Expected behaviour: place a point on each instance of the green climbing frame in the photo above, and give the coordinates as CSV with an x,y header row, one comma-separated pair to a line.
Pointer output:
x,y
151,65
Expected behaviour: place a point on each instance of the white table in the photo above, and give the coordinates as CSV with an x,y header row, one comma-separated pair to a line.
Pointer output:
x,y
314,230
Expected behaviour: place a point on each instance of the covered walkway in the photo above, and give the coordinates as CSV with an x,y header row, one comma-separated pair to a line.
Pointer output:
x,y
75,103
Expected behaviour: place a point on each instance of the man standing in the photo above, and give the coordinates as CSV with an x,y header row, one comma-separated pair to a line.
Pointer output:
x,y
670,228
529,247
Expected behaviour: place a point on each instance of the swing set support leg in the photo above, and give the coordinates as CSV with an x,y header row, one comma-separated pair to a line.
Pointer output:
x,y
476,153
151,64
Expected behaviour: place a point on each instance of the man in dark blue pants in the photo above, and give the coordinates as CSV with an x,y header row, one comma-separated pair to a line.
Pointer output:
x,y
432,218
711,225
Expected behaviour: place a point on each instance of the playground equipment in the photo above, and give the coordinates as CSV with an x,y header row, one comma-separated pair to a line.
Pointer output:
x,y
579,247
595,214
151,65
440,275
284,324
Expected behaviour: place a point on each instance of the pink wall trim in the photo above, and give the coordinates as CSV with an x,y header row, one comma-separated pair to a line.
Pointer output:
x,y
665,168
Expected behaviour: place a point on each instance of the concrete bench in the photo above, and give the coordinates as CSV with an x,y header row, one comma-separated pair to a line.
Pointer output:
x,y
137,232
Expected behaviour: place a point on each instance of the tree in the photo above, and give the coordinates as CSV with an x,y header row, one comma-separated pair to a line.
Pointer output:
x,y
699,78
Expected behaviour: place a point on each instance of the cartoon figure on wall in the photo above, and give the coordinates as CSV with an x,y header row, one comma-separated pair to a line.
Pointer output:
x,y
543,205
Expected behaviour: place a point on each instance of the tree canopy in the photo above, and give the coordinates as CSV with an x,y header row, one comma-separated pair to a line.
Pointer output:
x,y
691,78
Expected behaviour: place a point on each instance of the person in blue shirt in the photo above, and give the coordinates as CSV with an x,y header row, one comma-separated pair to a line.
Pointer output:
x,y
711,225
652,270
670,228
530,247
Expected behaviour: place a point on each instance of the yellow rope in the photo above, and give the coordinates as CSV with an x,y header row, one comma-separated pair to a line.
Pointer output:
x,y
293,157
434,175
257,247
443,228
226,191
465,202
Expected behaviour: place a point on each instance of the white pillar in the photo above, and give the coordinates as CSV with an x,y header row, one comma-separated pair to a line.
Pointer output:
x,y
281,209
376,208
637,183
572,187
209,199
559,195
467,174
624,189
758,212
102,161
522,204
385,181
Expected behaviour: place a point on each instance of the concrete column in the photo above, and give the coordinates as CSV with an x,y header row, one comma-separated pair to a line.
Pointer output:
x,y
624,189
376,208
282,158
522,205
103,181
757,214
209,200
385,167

# 练习说明
请将上面的全部材料逐行以 Markdown 表格的形式给出，表格分“序号”和“材料行”两列，空行略去不列。

# 参考答案
| 序号 | 材料行 |
|---|---|
| 1 | Expected behaviour: place a point on each instance of the green climbing frame in the photo above, and give the coordinates as CSV with an x,y header row, one comma-separated pair to a line. |
| 2 | Pointer output: |
| 3 | x,y |
| 4 | 151,65 |
| 5 | Expected behaviour: place a point on each instance of the white table in the photo above, and give the coordinates as CSV with an x,y header row, one comma-separated pair to a line. |
| 6 | Pointer output: |
| 7 | x,y |
| 8 | 314,230 |
| 9 | Expected behaviour: place a point on each instance of the covered walkway in the photo above, and give the coordinates as CSV with an x,y header row, one comma-separated pair to a line. |
| 10 | Pointer output: |
| 11 | x,y |
| 12 | 75,103 |
| 13 | Expected behaviour: place a point on each instance of the man standing in the photo above, and give the coordinates as CSV with an x,y header row, one comma-separated pair to a line. |
| 14 | Pointer output: |
| 15 | x,y |
| 16 | 670,228 |
| 17 | 529,247 |
| 18 | Expected behaviour: place a point on each instance of the swing set support leg in the photo above, and give the coordinates as CSV with an x,y header row, one comma-separated pair to a line. |
| 19 | Pointer output: |
| 20 | x,y |
| 21 | 476,153 |
| 22 | 151,64 |
| 23 | Expected behaviour: place a point on each instance of the man in dark blue pants in the photo above, and give the coordinates as CSV with an x,y header row, one comma-separated pair to a line. |
| 24 | Pointer output: |
| 25 | x,y |
| 26 | 432,218 |
| 27 | 711,225 |
| 28 | Expected behaviour: place a point on each instance of the playground equipment in the photo above, and give the coordinates as CSV with an x,y header row, one comma-separated pair to a line. |
| 29 | Pointer output: |
| 30 | x,y |
| 31 | 579,247 |
| 32 | 595,214 |
| 33 | 151,65 |
| 34 | 440,275 |
| 35 | 284,324 |
| 36 | Expected behaviour: place a point on each instance of the pink wall trim in the photo above, and give the coordinates as CSV with an x,y header row, one comma-separated pair to a line. |
| 37 | Pointer output: |
| 38 | x,y |
| 39 | 665,168 |
| 40 | Expected behaviour: place a point on each instance of the concrete bench in the photo above, and give the coordinates as CSV with an x,y header row, one comma-separated pair to a line. |
| 41 | Pointer output: |
| 42 | x,y |
| 43 | 137,232 |
| 44 | Expected behaviour: place a point on each instance of the tree in the photo above, and give the coordinates as CSV with an x,y header row, one comma-separated pair to a line. |
| 45 | Pointer output: |
| 46 | x,y |
| 47 | 699,78 |
| 48 | Expected behaviour: place a point on each instance of the cartoon figure on wall in the photo above, and give the coordinates as CSV with an x,y header row, one comma-separated pair to a line. |
| 49 | Pointer output: |
| 50 | x,y |
| 51 | 543,205 |
| 52 | Expected behaviour: place a point on each instance of the tree canopy in the photo above, and give the coordinates as CSV with an x,y header row, one comma-separated pair to a line. |
| 53 | Pointer output: |
| 54 | x,y |
| 55 | 691,78 |
| 56 | Expected behaviour: place a point on each instance of the person in blue shirt in the photo above, and give the coordinates as CSV with an x,y header row, one comma-separated pair to a line. |
| 57 | Pointer output: |
| 58 | x,y |
| 59 | 711,225 |
| 60 | 652,270 |
| 61 | 670,228 |
| 62 | 530,247 |
| 63 | Expected behaviour: place a point on each instance of the yellow rope in the photo above, and give the coordinates as CSV with an x,y header row, one comma-separated pair to a line. |
| 64 | Pointer output: |
| 65 | x,y |
| 66 | 293,157 |
| 67 | 434,175 |
| 68 | 257,247 |
| 69 | 443,228 |
| 70 | 226,191 |
| 71 | 465,202 |
| 72 | Expected behaviour: place a point on each instance of the white pillar in the photo above, and give the coordinates as CSV with an x,y header row, one comma-separated pair to a line. |
| 73 | Pointer output: |
| 74 | x,y |
| 75 | 281,209 |
| 76 | 376,208 |
| 77 | 637,183 |
| 78 | 572,187 |
| 79 | 209,199 |
| 80 | 559,195 |
| 81 | 467,174 |
| 82 | 624,189 |
| 83 | 758,212 |
| 84 | 102,161 |
| 85 | 522,204 |
| 86 | 385,181 |
| 87 | Expected behaviour: place a point on each instance of the concrete column in the photo above, and give the coordinates as CSV with an x,y header row, one comma-separated pair to a line. |
| 88 | Pointer output: |
| 89 | x,y |
| 90 | 624,189 |
| 91 | 376,208 |
| 92 | 282,158 |
| 93 | 522,205 |
| 94 | 103,181 |
| 95 | 757,214 |
| 96 | 209,200 |
| 97 | 385,167 |